TEXTAUSZUG ->
··········

Die im Vorwort vermittelte Befürchtung,
selbst Fachhistoriker könnten heute ohne ein Minimum solcher
Grundkenntnisse mit sehr gutem Erfolg ihr Studium abschließen,
trifft sicherlich auf viele Universitäten so nicht zu. Dennoch
vermittelt der öffentliche Diskurs den Eindruck einer
weitgehenden Selbstbeschränkung auf Spezialwissen und auf
Modethemen. So ist es nicht von der Hand zu weisen, dass
gewissermaßen antizyklisch, gleichzeitig mit der wachsenden
Bedeutung der Weltpolitik für Deutschland, die hoch
spezialisierte Regionalgeschichte den öffentlichen und den
universitären Diskurs dominiert. Vor diesem Hintergrund ist
der Vorstoß des Verlages und des Autors
beachtenswert.
Der Stoff, den Demandt behandelt, spannt den
weiten Bogen von der Entstehung des Alls bis zur Apokalypse, dem
Untergang unseres Sonnensystems in einigen Milliarden Jahren. Der
eigentliche Gegenstand, die wenigen kosmischen Minuten der
Geschichte der Menschheit, gliedert sich in die Geschichte von
Hochkulturen und säkularen Ereignissen, die additiv in Kapitel
gegliedert neben einander stehen.
Das reich bebilderte Buch ist somit ein
enzyklopädisches Kompendium, das einen breiten Bildungsschatz
birgt - neben historischem Grundwissen auch wichtige
europäische Mythen wie etwa die Schlacht an der Milvinischen
Brücke und tradierte Bilder wie das vom Primitiven als wildem
Menschenfresser.

··········

Einträge zur Beschriftung von Begrenzungsrahmen:
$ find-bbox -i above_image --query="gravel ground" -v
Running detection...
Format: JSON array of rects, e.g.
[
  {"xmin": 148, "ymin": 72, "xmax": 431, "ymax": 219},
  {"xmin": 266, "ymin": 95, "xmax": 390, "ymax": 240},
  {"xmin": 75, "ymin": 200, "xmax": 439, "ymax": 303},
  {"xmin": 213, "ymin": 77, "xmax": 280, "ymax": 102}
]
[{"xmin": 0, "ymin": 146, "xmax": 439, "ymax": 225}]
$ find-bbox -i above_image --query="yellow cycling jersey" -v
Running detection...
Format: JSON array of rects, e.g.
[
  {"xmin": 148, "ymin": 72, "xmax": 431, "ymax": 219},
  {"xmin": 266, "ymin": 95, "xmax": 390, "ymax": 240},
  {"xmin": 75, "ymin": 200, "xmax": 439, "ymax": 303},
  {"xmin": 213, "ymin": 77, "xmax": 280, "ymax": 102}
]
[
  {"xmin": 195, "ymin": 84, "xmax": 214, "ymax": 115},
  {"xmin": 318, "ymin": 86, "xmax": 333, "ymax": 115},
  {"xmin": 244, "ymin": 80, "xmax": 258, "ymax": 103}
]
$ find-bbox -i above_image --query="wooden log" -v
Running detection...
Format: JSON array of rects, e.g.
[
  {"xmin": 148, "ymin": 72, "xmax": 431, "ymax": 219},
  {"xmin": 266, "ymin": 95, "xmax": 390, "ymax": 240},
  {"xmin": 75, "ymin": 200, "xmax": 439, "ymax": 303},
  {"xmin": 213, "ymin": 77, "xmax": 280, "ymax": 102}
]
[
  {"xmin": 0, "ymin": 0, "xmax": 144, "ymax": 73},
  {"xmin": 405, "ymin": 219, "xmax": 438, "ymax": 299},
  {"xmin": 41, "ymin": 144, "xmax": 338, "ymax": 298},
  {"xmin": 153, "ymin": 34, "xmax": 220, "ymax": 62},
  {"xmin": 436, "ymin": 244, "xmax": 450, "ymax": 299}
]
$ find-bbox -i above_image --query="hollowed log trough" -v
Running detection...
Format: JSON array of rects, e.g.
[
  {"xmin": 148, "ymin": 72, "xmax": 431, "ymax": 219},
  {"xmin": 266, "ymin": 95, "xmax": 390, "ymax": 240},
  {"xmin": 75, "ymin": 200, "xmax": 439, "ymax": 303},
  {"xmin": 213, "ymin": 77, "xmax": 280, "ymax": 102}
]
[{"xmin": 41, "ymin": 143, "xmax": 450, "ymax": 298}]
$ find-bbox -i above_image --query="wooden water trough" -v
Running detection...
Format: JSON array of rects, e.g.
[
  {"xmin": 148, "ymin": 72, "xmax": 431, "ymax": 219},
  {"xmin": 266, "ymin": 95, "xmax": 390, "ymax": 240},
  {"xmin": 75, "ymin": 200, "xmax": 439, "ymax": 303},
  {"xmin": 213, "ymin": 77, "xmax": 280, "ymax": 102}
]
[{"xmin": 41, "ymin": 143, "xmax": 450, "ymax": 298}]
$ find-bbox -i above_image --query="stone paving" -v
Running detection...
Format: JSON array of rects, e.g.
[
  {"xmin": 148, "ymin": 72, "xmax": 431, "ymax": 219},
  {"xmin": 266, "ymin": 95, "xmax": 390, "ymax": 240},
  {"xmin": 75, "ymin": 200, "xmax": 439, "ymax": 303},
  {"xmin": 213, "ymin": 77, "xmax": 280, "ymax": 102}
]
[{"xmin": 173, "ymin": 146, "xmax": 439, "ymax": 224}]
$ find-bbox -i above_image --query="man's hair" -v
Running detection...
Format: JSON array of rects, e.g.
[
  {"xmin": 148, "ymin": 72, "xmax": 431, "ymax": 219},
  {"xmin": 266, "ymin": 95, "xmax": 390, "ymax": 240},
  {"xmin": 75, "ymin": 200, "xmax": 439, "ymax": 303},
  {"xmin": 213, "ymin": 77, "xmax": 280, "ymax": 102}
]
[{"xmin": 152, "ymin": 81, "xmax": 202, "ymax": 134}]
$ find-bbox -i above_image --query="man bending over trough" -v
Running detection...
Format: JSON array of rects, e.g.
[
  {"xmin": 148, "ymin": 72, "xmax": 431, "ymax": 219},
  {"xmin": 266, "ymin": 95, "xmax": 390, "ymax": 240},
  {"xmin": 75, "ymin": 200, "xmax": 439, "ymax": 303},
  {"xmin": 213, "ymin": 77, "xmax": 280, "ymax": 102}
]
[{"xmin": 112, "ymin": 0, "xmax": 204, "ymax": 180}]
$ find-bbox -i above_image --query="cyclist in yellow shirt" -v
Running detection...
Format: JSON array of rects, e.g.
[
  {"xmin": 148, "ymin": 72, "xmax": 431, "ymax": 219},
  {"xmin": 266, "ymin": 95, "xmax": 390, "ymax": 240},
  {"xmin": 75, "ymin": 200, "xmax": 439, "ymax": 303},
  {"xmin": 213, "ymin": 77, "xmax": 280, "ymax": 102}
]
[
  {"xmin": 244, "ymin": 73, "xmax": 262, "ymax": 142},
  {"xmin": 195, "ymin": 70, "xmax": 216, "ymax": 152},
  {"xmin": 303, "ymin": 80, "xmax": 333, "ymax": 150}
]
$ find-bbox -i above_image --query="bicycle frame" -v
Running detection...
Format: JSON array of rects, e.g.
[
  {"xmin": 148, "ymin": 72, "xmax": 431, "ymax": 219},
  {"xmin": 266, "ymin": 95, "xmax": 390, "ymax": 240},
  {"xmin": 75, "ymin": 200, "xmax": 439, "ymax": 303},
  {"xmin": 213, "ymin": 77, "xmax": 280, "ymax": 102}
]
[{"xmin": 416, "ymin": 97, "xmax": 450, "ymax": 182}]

··········

AUFGABEN ->
**A.** Schreiben Sie aus dem Textauszug die Passage ab, die mit „Die im Vorwort“ beginnt und mit „beachtenswert.“ endet.
**B.** Bis zu welchem Ereignis reicht laut dem Textauszug der Stoff, den Demandt behandelt?

LÖSUNGEN ->
**A.**
Die im Vorwort vermittelte Befürchtung,
selbst Fachhistoriker könnten heute ohne ein Minimum solcher
Grundkenntnisse mit sehr gutem Erfolg ihr Studium abschließen,
trifft sicherlich auf viele Universitäten so nicht zu. Dennoch
vermittelt der öffentliche Diskurs den Eindruck einer
weitgehenden Selbstbeschränkung auf Spezialwissen und auf
Modethemen. So ist es nicht von der Hand zu weisen, dass
gewissermaßen antizyklisch, gleichzeitig mit der wachsenden
Bedeutung der Weltpolitik für Deutschland, die hoch
spezialisierte Regionalgeschichte den öffentlichen und den
universitären Diskurs dominiert. Vor diesem Hintergrund ist
der Vorstoß des Verlages und des Autors
beachtenswert.

**B.** Bis zur Apokalypse, dem Untergang unseres Sonnensystems in einigen Milliarden Jahren.